In the data below, copy verbatim every line from the one containing "query: the noun phrase to segment: wooden surface" through the one containing "31], [33, 22]]", including both of those lines.

— Start —

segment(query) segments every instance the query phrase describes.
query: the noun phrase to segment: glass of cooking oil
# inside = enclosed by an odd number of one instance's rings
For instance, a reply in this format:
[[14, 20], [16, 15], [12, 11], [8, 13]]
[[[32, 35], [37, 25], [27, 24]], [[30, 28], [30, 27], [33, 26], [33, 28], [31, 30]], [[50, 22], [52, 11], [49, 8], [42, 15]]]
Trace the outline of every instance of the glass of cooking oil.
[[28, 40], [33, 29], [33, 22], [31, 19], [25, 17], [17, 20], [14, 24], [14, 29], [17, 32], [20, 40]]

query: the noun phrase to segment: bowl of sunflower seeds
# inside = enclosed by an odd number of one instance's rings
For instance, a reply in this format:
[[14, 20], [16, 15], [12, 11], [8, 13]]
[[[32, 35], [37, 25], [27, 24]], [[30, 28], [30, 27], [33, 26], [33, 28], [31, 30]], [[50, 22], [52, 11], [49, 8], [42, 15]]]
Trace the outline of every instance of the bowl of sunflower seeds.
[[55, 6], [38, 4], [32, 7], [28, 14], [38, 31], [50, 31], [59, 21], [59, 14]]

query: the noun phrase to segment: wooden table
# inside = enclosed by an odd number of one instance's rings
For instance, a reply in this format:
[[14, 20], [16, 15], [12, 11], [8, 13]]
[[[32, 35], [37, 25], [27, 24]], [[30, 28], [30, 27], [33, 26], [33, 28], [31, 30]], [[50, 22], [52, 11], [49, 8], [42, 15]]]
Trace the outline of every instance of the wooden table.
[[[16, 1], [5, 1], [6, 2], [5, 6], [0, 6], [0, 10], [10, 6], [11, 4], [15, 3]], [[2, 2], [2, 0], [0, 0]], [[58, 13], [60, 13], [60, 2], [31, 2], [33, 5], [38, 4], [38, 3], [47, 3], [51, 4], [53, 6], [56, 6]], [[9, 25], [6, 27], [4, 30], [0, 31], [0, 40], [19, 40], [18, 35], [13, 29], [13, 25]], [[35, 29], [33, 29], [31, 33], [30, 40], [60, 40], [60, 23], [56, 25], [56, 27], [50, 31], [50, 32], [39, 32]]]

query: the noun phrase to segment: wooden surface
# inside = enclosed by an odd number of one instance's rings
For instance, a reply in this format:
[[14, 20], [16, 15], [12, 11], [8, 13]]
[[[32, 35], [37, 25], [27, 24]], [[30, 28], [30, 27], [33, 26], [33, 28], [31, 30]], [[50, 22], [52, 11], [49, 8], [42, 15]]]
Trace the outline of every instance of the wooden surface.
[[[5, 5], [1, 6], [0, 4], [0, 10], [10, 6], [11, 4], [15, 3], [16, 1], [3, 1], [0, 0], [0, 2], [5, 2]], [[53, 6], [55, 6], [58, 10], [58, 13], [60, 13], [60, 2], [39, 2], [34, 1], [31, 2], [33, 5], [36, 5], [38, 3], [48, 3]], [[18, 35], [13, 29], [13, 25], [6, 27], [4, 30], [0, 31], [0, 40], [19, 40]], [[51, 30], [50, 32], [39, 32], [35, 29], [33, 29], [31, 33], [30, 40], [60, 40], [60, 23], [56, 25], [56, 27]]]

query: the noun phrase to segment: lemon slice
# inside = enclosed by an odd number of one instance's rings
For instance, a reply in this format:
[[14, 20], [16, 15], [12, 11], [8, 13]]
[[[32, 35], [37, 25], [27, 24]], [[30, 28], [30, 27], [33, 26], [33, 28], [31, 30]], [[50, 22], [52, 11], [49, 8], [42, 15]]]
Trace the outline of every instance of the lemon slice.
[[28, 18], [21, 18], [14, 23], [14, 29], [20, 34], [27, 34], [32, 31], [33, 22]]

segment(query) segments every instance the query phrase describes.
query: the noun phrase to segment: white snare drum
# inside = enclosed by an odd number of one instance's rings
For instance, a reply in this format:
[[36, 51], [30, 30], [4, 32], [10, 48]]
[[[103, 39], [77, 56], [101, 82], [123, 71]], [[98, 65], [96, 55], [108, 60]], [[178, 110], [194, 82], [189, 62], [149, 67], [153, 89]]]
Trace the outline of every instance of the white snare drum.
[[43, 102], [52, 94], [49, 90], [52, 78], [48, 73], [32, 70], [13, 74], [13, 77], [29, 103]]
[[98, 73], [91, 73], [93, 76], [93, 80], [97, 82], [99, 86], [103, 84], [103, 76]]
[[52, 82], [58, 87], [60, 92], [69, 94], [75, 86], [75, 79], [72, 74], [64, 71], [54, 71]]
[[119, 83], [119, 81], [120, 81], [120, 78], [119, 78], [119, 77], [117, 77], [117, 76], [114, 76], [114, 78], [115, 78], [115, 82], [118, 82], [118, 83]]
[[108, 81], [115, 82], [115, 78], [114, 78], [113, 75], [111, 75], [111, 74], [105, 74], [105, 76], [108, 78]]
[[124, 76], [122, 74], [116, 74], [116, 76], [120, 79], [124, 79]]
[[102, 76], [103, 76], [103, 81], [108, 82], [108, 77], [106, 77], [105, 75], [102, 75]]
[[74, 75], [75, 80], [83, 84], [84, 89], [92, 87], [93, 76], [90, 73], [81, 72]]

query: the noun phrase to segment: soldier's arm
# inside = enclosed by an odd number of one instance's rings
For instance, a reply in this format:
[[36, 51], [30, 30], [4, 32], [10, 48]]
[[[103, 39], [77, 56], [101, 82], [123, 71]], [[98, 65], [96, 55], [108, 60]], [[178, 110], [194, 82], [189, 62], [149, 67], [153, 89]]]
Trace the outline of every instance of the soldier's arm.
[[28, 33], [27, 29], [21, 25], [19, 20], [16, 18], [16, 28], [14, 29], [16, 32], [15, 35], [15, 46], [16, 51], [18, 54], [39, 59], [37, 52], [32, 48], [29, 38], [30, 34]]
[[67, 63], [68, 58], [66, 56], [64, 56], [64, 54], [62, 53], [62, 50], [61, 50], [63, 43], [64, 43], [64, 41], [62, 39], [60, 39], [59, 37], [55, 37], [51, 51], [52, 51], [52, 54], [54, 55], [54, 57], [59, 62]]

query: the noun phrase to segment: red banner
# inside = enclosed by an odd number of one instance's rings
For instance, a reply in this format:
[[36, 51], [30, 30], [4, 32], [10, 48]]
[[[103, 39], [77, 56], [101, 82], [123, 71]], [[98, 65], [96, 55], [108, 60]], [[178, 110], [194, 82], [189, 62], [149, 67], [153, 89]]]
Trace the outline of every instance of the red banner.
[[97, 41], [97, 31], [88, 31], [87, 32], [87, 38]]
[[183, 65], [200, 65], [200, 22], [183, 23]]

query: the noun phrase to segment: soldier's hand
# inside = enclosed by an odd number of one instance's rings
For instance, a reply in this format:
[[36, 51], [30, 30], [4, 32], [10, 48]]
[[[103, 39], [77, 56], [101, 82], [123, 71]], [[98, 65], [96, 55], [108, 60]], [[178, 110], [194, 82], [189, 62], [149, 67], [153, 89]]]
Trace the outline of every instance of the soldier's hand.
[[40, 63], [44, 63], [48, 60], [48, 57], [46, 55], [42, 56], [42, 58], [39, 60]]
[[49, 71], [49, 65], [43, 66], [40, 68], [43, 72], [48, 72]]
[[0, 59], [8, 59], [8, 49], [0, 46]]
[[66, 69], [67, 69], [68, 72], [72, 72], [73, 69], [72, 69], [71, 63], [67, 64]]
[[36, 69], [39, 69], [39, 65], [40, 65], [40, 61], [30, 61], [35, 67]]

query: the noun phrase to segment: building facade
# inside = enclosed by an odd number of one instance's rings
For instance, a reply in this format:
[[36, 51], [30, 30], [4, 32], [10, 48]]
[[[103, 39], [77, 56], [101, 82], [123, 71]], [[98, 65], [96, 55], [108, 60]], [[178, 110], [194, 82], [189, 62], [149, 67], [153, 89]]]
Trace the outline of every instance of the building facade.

— End —

## TASK OUTPUT
query: the noun phrase to segment: wooden surface
# inside = enclosed by an odd number of one instance's rings
For instance, a reply in this format:
[[14, 20], [16, 15], [12, 11], [8, 13]]
[[[32, 35], [37, 25], [27, 24]], [[30, 28], [30, 27], [33, 26], [33, 28], [31, 30]], [[50, 22], [52, 11], [49, 8], [42, 15]]]
Trace the outline of every instance of the wooden surface.
[[[5, 5], [1, 6], [0, 4], [0, 10], [10, 6], [11, 4], [15, 3], [16, 1], [3, 1], [0, 0], [0, 2], [5, 2]], [[53, 6], [55, 6], [58, 10], [58, 13], [60, 13], [60, 2], [39, 2], [34, 1], [31, 2], [33, 5], [36, 5], [38, 3], [48, 3]], [[18, 35], [13, 29], [13, 25], [6, 27], [4, 30], [0, 31], [0, 40], [19, 40]], [[51, 30], [50, 32], [39, 32], [35, 29], [33, 29], [31, 33], [30, 40], [60, 40], [60, 23], [56, 25], [56, 27]]]

query: the noun phrase to segment: lemon slice
# inside = enclosed by an odd number of one instance's rings
For instance, a reply in this format:
[[14, 20], [16, 15], [12, 11], [8, 13]]
[[[32, 35], [37, 25], [27, 24]], [[30, 28], [30, 27], [33, 26], [33, 28], [31, 30]], [[50, 22], [52, 11], [49, 8], [42, 15]]]
Trace the outline of every instance of the lemon slice.
[[28, 18], [21, 18], [14, 23], [14, 29], [20, 34], [27, 34], [32, 31], [33, 22]]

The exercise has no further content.